JOB: List each line of the material below that contains the string "front".

>>>

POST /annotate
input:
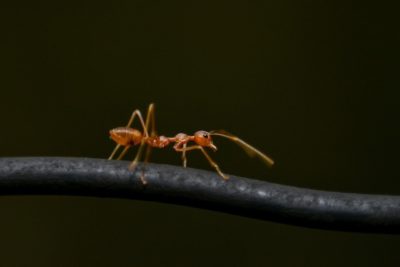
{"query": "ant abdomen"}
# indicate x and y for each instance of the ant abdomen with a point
(126, 136)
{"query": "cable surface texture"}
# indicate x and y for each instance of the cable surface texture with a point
(202, 189)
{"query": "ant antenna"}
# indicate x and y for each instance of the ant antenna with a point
(250, 150)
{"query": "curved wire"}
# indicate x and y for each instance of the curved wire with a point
(202, 189)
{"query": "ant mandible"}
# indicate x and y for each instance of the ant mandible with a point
(128, 137)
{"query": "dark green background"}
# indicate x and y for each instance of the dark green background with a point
(312, 83)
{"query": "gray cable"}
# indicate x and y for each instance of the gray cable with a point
(203, 189)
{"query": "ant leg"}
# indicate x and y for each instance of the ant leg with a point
(123, 152)
(184, 159)
(114, 151)
(150, 119)
(150, 126)
(139, 114)
(210, 160)
(134, 163)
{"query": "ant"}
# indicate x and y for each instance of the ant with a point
(128, 137)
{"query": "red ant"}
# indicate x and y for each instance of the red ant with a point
(128, 137)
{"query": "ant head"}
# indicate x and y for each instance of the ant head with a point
(203, 138)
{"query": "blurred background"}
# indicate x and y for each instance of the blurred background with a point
(314, 84)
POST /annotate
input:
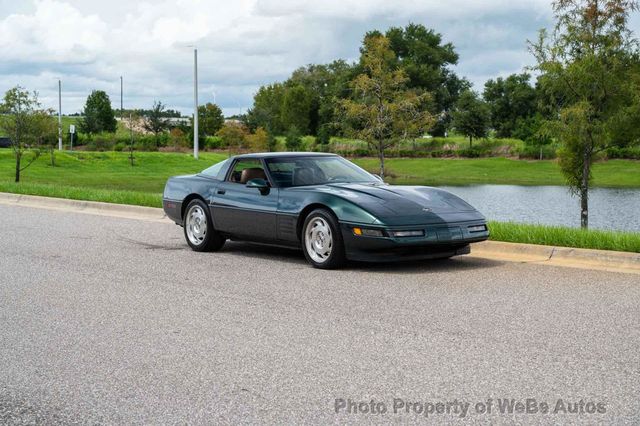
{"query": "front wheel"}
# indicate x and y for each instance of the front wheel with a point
(322, 241)
(198, 228)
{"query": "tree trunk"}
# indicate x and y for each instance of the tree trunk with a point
(18, 155)
(584, 191)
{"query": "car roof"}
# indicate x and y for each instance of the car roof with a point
(285, 155)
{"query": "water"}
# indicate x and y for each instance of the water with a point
(614, 209)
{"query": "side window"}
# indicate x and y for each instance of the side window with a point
(214, 170)
(245, 170)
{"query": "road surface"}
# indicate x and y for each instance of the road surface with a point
(110, 320)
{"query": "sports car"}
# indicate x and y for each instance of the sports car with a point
(322, 203)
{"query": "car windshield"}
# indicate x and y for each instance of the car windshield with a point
(302, 171)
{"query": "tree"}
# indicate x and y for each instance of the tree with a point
(296, 108)
(27, 125)
(382, 109)
(471, 116)
(509, 100)
(210, 119)
(233, 135)
(267, 105)
(98, 114)
(589, 67)
(425, 59)
(177, 137)
(154, 121)
(258, 141)
(293, 139)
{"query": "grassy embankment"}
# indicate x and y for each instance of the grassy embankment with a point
(109, 177)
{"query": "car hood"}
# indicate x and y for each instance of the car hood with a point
(407, 205)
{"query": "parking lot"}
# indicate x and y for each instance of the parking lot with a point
(110, 320)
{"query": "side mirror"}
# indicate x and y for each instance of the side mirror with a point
(259, 184)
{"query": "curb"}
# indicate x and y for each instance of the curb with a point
(89, 207)
(612, 261)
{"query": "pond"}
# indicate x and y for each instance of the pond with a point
(609, 208)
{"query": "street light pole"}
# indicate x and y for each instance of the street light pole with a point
(195, 103)
(121, 103)
(59, 115)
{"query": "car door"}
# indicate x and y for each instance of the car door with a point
(246, 213)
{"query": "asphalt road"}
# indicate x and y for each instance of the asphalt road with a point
(106, 320)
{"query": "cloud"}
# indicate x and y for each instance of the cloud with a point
(242, 44)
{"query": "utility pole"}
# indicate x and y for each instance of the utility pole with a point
(121, 103)
(59, 115)
(195, 103)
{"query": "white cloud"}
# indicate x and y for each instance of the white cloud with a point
(243, 44)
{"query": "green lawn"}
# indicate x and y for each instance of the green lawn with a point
(436, 171)
(107, 170)
(109, 177)
(112, 171)
(565, 237)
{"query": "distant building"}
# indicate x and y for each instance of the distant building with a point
(176, 121)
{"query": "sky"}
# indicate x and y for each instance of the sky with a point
(242, 44)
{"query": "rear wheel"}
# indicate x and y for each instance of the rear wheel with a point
(322, 241)
(198, 228)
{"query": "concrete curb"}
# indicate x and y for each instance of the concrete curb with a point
(613, 261)
(88, 207)
(606, 260)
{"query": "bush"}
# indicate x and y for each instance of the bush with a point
(475, 152)
(120, 147)
(629, 153)
(213, 142)
(145, 143)
(533, 152)
(101, 142)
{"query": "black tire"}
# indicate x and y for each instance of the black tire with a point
(336, 256)
(200, 236)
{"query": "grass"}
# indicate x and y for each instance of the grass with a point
(109, 177)
(565, 237)
(436, 171)
(106, 170)
(136, 198)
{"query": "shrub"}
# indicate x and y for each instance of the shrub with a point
(533, 152)
(213, 142)
(120, 147)
(630, 153)
(145, 143)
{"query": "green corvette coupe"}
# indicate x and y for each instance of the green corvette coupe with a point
(328, 206)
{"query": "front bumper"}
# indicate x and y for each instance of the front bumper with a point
(438, 241)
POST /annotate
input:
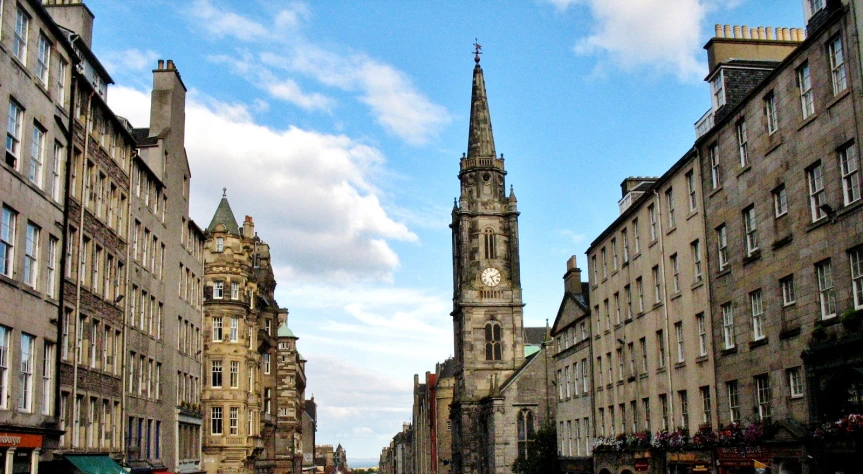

<<<

FINAL RESULT:
{"query": "front wheel"}
# indicate x and y for each instance of the front wheel with a point
{"query": "front bumper"}
# indicate x and y for each instance of the front bumper with a point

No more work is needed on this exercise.